- [Your objective] Reproduce the records below with every occurrence of "drop a marker" swapped for "place a pin", changing nothing else.

- [Material provided]
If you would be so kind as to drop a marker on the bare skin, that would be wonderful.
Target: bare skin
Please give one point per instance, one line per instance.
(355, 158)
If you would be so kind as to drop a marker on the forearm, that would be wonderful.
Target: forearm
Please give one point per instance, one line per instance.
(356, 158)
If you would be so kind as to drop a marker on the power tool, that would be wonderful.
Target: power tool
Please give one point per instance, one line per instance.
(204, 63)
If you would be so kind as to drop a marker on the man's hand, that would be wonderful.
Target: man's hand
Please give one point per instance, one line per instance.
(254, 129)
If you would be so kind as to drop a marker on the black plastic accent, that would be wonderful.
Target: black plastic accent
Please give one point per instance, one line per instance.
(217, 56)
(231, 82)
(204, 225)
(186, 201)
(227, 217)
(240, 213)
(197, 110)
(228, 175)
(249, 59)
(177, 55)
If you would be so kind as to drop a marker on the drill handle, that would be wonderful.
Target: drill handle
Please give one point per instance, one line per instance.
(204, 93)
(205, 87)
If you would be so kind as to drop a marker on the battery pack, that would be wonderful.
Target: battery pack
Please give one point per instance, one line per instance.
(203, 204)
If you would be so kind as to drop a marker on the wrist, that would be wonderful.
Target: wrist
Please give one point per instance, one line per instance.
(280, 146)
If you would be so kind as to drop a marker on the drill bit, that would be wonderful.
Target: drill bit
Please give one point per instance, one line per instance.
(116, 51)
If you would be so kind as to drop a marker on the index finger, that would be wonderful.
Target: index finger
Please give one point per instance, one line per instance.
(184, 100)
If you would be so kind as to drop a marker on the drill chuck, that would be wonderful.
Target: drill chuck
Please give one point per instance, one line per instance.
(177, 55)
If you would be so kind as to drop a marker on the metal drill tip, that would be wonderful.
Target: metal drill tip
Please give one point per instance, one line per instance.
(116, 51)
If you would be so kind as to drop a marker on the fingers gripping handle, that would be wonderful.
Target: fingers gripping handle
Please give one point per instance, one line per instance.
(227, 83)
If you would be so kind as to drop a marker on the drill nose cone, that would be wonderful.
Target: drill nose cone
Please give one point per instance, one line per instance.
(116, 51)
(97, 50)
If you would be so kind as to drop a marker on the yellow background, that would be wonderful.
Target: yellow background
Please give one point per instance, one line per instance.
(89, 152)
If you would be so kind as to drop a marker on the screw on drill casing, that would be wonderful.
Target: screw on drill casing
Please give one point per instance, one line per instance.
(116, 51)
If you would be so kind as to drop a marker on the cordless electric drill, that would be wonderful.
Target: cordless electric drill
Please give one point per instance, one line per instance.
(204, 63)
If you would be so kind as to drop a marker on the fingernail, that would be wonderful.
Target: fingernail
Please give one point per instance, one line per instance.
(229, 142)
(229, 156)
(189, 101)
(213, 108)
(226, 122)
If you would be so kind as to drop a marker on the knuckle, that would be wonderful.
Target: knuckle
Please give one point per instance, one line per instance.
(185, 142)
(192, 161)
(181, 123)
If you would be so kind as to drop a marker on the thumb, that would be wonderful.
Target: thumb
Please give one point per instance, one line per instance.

- [The reply]
If you would be so kind as to place a pin on the bare skin, that would be wonderful.
Target: bare skin
Please give one point per instance, one line per instance.
(355, 158)
If you would be so kind as to place a pin on the forearm, that would be wonderful.
Target: forearm
Please give one point per instance, one line per instance.
(356, 158)
If you would be so kind as to place a pin on the power tool, that would be wonderful.
Target: power tool
Please give one point per instance, one line per instance.
(204, 63)
If you would be so kind as to place a pin on the man's hand, that would be wonderful.
Target: man's hand
Please give one point per instance, one line per instance.
(254, 129)
If you would be so kind as to place a pin on the black plastic accent, that would be wonderful.
Target: black plastic accent
Please give one point per instance, one line per instance.
(217, 56)
(231, 82)
(204, 225)
(186, 201)
(227, 217)
(240, 213)
(197, 110)
(228, 175)
(249, 59)
(177, 55)
If you would be so kind as to place a pin on the drill handle, that would be wonderful.
Target: drill handle
Please give one point per instance, one line per instance.
(204, 93)
(205, 87)
If you would be so kind as to place a pin on the battery pack, that would be wonderful.
Target: battery pack
Please give one point per instance, one line per instance.
(203, 204)
If you would be so kind as to place a pin on the wrist, that would be wonderful.
Target: wrist
Please give one point per instance, one line per instance.
(280, 146)
If you would be so kind as to place a pin on the drill bit, that would be wonderful.
Target: drill bit
Please give one point per instance, one line per instance.
(116, 51)
If you would be so kind as to place a pin on the index finger, that would be wonderful.
Target: index finger
Please give one point per instance, one line per instance.
(184, 100)
If you would be so kind as to place a pin on the drill chuck, that would be wonderful.
Target: drill chuck
Please give one point per instance, one line per instance.
(177, 55)
If you would be so kind as to place a pin on the metal drill tip, that would be wonderful.
Target: metal drill tip
Please give one point per instance, one line per instance.
(116, 51)
If you would be so kind as to place a pin on the fingers gripping handle, that would be wonderful.
Target: fingers gripping handle
Please give one point per instance, one line per instance.
(227, 83)
If you would be so kind as to place a pin on the drill nose cone, that would be wonderful.
Target: drill nose cone
Please give one point per instance, one line per instance.
(116, 51)
(97, 50)
If you would be so kind as to place a pin on the yellow background, that would be wonderful.
Target: yellow background
Please give one point per instance, one line per instance.
(89, 152)
If you would be so kind as to place a pin on the screw on drill casing, that would be wonderful.
Target: screw on drill casing
Please give one point per instance, one line per instance.
(116, 51)
If you would be so kind as to place a pin on the cordless electric drill, that would be wonderful.
Target: cordless electric drill
Please give one point per instance, one line per instance.
(204, 63)
If you would be so kind as to place a pin on the fingernail, that would be wonderful.
Target: fingernail
Please give one point per instance, one line per instance.
(229, 142)
(229, 156)
(189, 101)
(213, 108)
(226, 122)
If you would be so kind as to place a pin on the knuckle, that would be wonderful.
Target: knuckle
Please give one point per instance, one line per instance.
(185, 142)
(192, 161)
(181, 123)
If you would be so kind as to place a pin on the thumb, that would be wonderful.
Target: thumb
Please give one point per instance, one line per instance.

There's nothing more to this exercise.